*DIRECTIONS*: Since the entries below must stay intact, return each one exactly.

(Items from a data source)
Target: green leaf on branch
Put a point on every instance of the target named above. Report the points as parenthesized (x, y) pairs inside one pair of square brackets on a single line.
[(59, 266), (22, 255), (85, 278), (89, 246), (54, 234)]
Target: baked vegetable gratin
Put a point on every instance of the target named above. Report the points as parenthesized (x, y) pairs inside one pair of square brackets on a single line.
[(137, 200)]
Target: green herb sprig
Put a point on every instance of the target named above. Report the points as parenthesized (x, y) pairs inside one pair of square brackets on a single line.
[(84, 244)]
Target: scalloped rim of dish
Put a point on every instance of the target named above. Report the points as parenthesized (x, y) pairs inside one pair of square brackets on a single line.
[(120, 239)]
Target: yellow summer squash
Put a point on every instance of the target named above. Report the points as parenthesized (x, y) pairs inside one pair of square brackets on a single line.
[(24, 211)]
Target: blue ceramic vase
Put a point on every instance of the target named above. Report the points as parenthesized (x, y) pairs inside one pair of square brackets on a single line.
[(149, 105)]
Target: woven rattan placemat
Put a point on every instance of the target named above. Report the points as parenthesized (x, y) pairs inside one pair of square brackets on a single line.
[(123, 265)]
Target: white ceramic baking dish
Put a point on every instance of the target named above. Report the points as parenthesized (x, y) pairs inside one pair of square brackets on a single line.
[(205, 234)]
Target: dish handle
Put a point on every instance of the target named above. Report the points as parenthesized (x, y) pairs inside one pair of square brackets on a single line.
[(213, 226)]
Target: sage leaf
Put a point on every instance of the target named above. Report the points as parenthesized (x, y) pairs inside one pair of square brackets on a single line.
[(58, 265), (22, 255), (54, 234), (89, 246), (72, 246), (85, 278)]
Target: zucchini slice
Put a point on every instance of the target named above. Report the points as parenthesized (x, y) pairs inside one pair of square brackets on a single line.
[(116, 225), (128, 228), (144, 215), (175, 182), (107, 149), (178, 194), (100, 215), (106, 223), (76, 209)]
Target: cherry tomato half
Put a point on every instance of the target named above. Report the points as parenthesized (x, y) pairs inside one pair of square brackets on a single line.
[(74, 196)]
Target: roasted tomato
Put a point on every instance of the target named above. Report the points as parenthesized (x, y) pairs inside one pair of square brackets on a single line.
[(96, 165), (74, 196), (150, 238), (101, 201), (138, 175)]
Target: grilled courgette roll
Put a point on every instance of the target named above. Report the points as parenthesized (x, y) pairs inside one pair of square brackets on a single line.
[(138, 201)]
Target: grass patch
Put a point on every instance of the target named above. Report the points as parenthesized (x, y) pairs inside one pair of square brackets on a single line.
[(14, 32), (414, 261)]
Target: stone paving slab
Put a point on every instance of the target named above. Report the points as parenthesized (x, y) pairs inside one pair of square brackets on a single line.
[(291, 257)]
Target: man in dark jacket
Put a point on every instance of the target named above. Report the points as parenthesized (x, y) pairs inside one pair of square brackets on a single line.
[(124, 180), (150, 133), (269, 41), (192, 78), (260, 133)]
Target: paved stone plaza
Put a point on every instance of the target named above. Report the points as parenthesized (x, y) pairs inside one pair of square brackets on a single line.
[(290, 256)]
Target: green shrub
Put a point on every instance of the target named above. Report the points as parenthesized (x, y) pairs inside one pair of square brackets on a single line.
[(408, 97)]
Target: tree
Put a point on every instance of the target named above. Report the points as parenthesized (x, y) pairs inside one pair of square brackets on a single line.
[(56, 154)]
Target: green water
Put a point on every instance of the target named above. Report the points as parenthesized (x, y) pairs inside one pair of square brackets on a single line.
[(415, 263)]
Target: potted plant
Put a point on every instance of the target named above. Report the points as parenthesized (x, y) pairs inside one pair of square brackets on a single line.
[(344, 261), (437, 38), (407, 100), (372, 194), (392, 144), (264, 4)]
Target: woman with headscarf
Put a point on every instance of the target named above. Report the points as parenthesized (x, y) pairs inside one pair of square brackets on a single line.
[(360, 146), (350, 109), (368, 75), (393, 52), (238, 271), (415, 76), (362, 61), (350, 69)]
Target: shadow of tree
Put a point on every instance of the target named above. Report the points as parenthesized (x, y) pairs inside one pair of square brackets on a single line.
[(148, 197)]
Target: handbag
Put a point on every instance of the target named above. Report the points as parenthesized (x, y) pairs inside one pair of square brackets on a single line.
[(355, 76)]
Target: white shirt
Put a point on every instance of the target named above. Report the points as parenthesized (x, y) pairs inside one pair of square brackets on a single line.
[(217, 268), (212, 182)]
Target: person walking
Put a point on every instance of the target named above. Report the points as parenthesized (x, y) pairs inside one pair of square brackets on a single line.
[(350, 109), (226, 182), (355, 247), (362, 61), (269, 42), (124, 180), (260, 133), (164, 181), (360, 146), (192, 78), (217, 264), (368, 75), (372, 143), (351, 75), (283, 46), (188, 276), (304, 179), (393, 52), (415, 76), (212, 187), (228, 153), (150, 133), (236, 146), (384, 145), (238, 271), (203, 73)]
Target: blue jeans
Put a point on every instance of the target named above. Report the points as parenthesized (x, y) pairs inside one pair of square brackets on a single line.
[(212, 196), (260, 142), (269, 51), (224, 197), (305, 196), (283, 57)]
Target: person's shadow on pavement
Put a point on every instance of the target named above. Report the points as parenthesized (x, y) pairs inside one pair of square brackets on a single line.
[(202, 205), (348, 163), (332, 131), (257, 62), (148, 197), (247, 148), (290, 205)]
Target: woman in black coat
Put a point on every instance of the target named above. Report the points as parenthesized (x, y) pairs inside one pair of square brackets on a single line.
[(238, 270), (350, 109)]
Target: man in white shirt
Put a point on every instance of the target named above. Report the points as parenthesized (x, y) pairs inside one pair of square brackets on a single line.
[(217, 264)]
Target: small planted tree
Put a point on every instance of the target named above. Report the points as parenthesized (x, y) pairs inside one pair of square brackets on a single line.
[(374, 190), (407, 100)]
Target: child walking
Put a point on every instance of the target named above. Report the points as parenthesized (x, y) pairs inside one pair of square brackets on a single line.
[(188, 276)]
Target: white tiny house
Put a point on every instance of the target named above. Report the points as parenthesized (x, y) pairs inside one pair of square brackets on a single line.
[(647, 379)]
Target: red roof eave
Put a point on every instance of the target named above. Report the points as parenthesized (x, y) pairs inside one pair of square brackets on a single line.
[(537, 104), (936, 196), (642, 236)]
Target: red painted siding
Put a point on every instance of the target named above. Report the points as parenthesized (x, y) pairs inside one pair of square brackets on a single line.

*SOLUTION TO THIS TASK*:
Target: green leaf on branch
Put a point on every instance of the target named above. Report the points as parenthesized (x, y) pairs inside one pair of square brackets on a single line.
[(59, 266), (22, 255), (85, 278), (89, 246), (54, 234)]
Target: baked vegetable gratin
Put a point on every instance of the target named above. Report the points as parenthesized (x, y) pairs inside one pair of square brackets on a single line.
[(137, 200)]
Target: green herb sprig
Put a point on every instance of the target named above. Report the points as parenthesized (x, y) pairs inside one pair of square brackets on a single line.
[(84, 244)]
Target: scalloped rim of dish
Put a point on every instance of the target named above. Report the points as parenthesized (x, y) pairs inside one pair of square brackets on a single line.
[(120, 239)]
Target: yellow summer squash
Put a point on every instance of the target named above. Report the points as parenthesized (x, y) pairs inside one pair of square brackets on a single line.
[(24, 211)]
Target: blue ceramic vase
Put a point on every instance of the target named above. Report the points as parenthesized (x, y) pairs inside one pair of square brackets on a single line.
[(149, 105)]
Target: woven rattan placemat
Put a point on every instance of the target named above. Report the points as parenthesized (x, y) pairs inside one pair of square brackets on a single line.
[(123, 265)]
Target: white ceramic baking dish
Put a point on every instance of the target named above. Report the points as parenthesized (x, y) pairs inside one pair of square brackets on a single line.
[(205, 234)]
Target: dish handle
Put a point on every instance of the target named above. Report the points as parenthesized (x, y) pairs inside one pair of square brackets on a single line.
[(213, 226)]
Target: sage leaf
Put a point on every instance of the target named above. Report the points as parenthesized (x, y) pairs inside one pair of square brackets on a single line.
[(58, 265), (22, 255), (54, 234), (89, 246), (72, 246), (85, 278)]
Target: zucchini slice
Put a point on every instance of the target named above. Report the points as parenthesized (x, y) pairs inside one pair of square brackets on a single line.
[(116, 225), (128, 228), (144, 215), (175, 182), (107, 149), (178, 194), (100, 215), (106, 223), (76, 209)]
Target: cherry tomato half
Put a point on every instance of the target named above. Report the points as parenthesized (x, y) pairs inside one pair of square brackets on a single line.
[(74, 196)]
Target: roasted tomato
Put a point on every instance of the target named above. Report the points as parenthesized (x, y) pairs inside one pair of square brackets on a single line.
[(96, 165), (74, 196), (150, 238), (101, 201), (138, 175)]
Target: grilled courgette roll
Put a point on every instance of the target named above. Report the points as parenthesized (x, y) pairs inside one pair of square brackets on a single line.
[(138, 201)]
Target: grass patch
Put a point on every instance of the target named above. Report the points as parenthesized (x, y) pairs inside one pair of square brackets on a single line.
[(14, 32), (414, 261)]
Target: stone paving slab
Put a point on every instance of the target named above. Report the points as parenthesized (x, y) pairs inside one pair of square brackets on a single line.
[(291, 257)]
Target: man in dark jacket
Put a point on every instance of the target named above. Report the points as parenthesized (x, y) pairs inside one pair of square brackets on a single line.
[(124, 180), (150, 133), (269, 41), (192, 78), (260, 133)]
Target: paved stone plaza
Put a point on every instance of the target named above. Report the points as parenthesized (x, y) pairs inside one pair of square brackets on a single line.
[(290, 256)]
Target: green shrub
Put a point on every instance of the target named above. Report the points as parenthesized (x, y) pairs inside one pair of square brackets on a single line.
[(408, 97)]
Target: tree
Put a point on every instance of the target named above. Report the points as parenthesized (x, y) pairs inside one pair of square brackets on a single line.
[(56, 154)]
Target: green water
Put a point on every instance of the target named above. Report the points as parenthesized (x, y) pairs inside one pair of square brackets on a single line.
[(415, 263)]
Target: potted plant
Put a point on every instance of the target named above. Report the points as parenthesized (x, y) pairs inside one pair of square brackets on a single line.
[(344, 261), (437, 38), (407, 100), (372, 194), (392, 144), (264, 4)]
Target: woman with headscarf
Put a point on every instance of the target named above. Report the points as parenthesized (x, y) pairs inside one pair of square brackets on a single line.
[(360, 146), (350, 109), (368, 75), (393, 52), (238, 271), (415, 76), (362, 61), (350, 69)]
Target: shadow of tree
Put a point on every instance of the target named above. Report the points as parenthesized (x, y) pairs inside one pair of square brackets on a single line.
[(148, 197)]
Target: handbag
Put a point on every instance of the target named above. Report the points as parenthesized (x, y) pairs inside one pair of square brackets on a single line.
[(355, 76)]
Target: white shirt
Put a point on every instance of the target named above. Report the points as parenthesized (x, y) pairs inside one pair of square brackets on a single line.
[(217, 268), (212, 182)]
Target: person walking
Put a point on every instance of the target named above. Report the points as parenthesized (x, y) pairs inside one pair of square brackets on a single line.
[(350, 109), (226, 182), (355, 247), (362, 61), (269, 42), (124, 180), (260, 133), (164, 181), (360, 146), (192, 78), (217, 264), (368, 75), (372, 143), (351, 75), (283, 46), (188, 276), (304, 179), (393, 52), (415, 76), (212, 187), (228, 153), (150, 133), (236, 146), (384, 145), (238, 271), (203, 73)]
Target: blue jeans
Put a point on every instance of the target named above. Report the points as parenthesized (x, y) pairs inside one pair of square brackets on a single line.
[(212, 196), (260, 142), (269, 51), (224, 197), (305, 196), (283, 57)]
Target: person's shadow on pavement
Put a point on every instance of the target named above. Report the points as parenthesized (x, y) pairs inside one pair of square brackets on a single line.
[(202, 205), (348, 163), (332, 131), (257, 62), (148, 197), (247, 148), (290, 205)]
Target: woman in black coat
Put a point on every instance of the target named above. Report the points as parenthesized (x, y) pairs inside one pair of square brackets on a single line.
[(238, 270), (350, 109)]
Target: man in white shirt
Put a point on every instance of the target named above. Report the points as parenthesized (x, y) pairs inside one pair of square brackets on a single line.
[(217, 264)]
Target: small planted tree
Put a point on every instance of the target named above. Report the points as parenthesized (x, y) pairs inside one pair of square brackets on a single line.
[(374, 190), (407, 100)]
Target: child walking
Put a point on every instance of the target named above. Report the points as parenthesized (x, y) pairs inside one pair of square brackets on a single line.
[(188, 276)]
Target: white tiny house
Put a point on every instance of the target named above. Report the points as parenthesized (x, y) pairs inside one pair of square brackets on a single line.
[(647, 379)]
Target: red roof eave
Put a point on every instance of the target named above. Report the points as parenthesized (x, y) pairs inside one pair of square brackets on a single line.
[(537, 104), (936, 196), (642, 236)]
Target: red painted siding
Put a point on every instance of the target named above. Report the points as parenthesized (x, y) pairs inside one pair of square brackets on a single line.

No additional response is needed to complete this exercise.